→ **Assignment**: Search the records below for the string "black" and copy each line where it turns up.

(Point localization data)
┏━━

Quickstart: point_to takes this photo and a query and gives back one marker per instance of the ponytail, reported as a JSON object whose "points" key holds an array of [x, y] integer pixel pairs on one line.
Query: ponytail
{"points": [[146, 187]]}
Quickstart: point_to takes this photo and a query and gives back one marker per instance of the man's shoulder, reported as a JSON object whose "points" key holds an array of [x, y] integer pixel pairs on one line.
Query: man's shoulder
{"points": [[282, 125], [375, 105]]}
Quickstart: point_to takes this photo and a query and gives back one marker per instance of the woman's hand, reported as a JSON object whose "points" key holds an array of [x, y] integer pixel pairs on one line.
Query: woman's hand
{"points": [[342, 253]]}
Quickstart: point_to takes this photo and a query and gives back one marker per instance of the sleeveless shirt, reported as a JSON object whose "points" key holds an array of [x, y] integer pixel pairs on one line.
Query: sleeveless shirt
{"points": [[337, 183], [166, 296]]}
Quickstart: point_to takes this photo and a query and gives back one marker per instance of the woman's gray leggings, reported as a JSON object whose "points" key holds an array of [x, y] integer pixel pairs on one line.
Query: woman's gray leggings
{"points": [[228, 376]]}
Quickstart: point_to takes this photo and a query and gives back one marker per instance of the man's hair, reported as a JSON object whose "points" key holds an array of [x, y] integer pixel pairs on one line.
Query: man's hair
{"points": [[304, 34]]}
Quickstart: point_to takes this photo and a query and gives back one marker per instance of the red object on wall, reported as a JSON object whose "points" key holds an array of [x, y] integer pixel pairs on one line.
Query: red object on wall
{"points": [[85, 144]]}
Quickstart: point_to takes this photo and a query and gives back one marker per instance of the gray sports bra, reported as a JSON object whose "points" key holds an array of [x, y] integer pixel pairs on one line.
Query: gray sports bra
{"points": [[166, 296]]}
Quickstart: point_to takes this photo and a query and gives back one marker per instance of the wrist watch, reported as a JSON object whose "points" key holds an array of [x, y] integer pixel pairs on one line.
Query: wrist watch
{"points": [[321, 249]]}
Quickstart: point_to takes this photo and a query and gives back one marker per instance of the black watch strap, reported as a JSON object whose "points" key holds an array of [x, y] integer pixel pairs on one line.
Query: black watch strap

┗━━

→ **The answer**:
Quickstart: point_to takes this photo and a query and gives back one marker per instance of the black watch strap, reported as a JSON object whose "points" key holds an array of [x, y] integer pixel pairs on one line.
Query: black watch strap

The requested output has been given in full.